▶ Exercise description
Copy every line of the records below again, requests included, but offset each coordinate in the answers by -30. Leave the pictures out.

▶ Extracted information
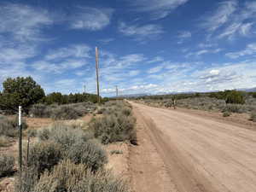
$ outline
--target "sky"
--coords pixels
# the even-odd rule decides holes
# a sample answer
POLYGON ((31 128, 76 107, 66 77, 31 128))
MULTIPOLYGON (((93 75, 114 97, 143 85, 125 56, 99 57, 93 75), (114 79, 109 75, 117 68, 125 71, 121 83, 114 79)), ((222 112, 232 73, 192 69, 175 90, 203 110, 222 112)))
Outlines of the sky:
POLYGON ((96 93, 96 46, 104 96, 256 87, 256 1, 0 2, 1 84, 96 93))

▶ The reply
$ outline
--target "sky"
--coords pixels
# the even-odd rule decides holes
# a sample answer
POLYGON ((31 128, 76 107, 66 77, 31 128))
MULTIPOLYGON (((93 75, 114 97, 143 85, 125 56, 99 57, 93 75), (114 79, 109 75, 117 68, 125 71, 121 83, 114 79)), ((222 112, 232 73, 192 69, 175 90, 203 110, 222 112)))
Outlines of the sky:
POLYGON ((66 63, 66 16, 74 66, 226 57, 226 -29, -30 -28, -29 54, 66 63))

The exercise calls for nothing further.